Taxonomy of Embedded ML Frameworks
Choosing the Right Framework for Your Embedded ML Project
The embedded ML landscape is a fragmented ecosystem of overlapping tools, vendor-specific solutions, and open-source projects at varying levels of maturity. Engineers starting an embedded ML project face a bewildering array of choices: TFLite Micro, ExecuTorch, STM32Cube.AI, NXP eIQ, emlearn, hls4ml, and more. Each tool makes promises about performance, ease of use, and hardware support. Few explain when you should actually use them.
This guide provides a structured taxonomy of embedded ML frameworks. We'll categorize them by their core approach, map them to hardware tiers and application domains, and give you concrete decision criteria. The goal here isn't to crown a winner but to help you avoid spending three months on a framework that can't meet your requirements.
The Fundamental Split: Runtime Architecture
Every embedded ML framework falls into one of two architectural categories. Understanding this split is the first step to narrowing your options.

* [Entries supplied]:
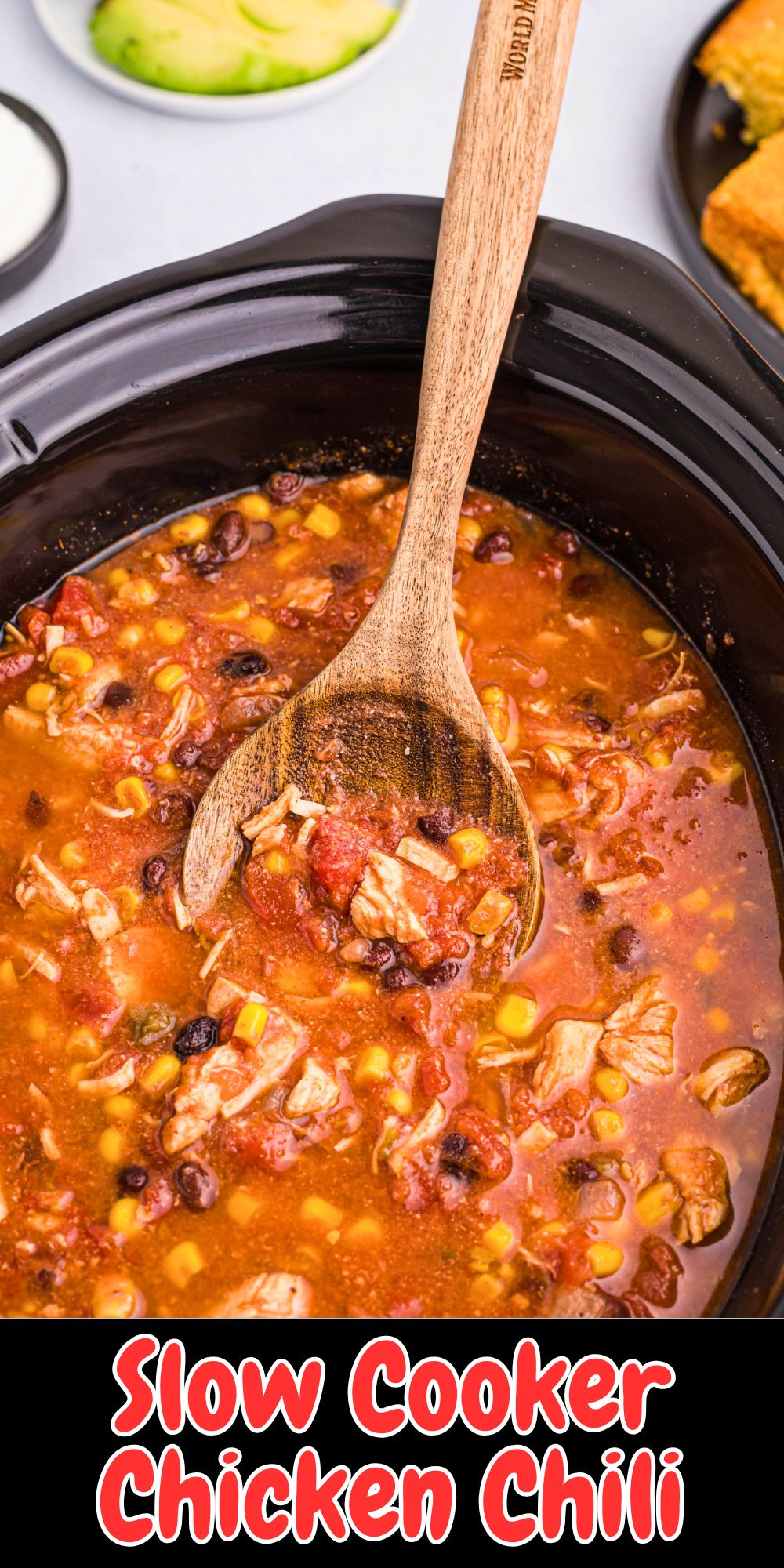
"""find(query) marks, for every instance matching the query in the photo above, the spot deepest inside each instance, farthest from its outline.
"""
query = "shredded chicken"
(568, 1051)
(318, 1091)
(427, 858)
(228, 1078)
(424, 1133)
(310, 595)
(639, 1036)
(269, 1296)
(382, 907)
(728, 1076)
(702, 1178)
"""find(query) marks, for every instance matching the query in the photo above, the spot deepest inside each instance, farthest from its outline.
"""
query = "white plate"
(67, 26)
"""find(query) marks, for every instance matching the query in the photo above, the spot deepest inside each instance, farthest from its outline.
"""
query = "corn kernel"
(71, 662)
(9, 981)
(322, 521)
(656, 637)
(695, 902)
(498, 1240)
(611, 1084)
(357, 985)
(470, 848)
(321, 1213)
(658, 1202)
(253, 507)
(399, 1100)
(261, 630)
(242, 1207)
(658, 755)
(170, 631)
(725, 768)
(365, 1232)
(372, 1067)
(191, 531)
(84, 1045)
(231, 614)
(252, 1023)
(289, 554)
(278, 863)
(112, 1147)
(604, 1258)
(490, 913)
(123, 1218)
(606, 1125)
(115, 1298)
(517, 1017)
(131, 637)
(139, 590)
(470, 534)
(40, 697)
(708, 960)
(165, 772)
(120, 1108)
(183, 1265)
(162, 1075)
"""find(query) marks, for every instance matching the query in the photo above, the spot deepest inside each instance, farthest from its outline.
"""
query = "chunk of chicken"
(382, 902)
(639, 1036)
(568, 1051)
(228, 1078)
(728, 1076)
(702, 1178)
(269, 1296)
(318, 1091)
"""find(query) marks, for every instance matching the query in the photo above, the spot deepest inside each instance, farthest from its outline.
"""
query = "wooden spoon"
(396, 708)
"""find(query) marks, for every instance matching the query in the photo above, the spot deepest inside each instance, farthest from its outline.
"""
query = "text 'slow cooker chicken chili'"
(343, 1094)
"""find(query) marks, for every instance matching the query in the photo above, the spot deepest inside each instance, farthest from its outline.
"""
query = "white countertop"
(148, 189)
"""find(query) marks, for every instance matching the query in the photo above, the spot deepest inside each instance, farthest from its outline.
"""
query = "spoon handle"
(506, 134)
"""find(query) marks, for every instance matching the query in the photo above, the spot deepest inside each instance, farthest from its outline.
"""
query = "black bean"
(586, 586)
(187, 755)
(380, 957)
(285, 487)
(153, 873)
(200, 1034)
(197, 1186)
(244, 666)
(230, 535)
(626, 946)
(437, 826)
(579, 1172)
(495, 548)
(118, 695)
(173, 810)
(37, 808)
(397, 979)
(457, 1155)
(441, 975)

* [Task requirements]:
(1) Reproduce the passage of the framework guide starting with "This guide provides" and going on through "meet your requirements.", substituting "six months" for "three months".
(2) List every embedded ML framework or tool that the framework guide names.

* [Solutions]:
(1)
This guide provides a structured taxonomy of embedded ML frameworks. We'll categorize them by their core approach, map them to hardware tiers and application domains, and give you concrete decision criteria. The goal here isn't to crown a winner but to help you avoid spending six months on a framework that can't meet your requirements.

(2)
- TFLite Micro
- ExecuTorch
- STM32Cube.AI
- NXP eIQ
- emlearn
- hls4ml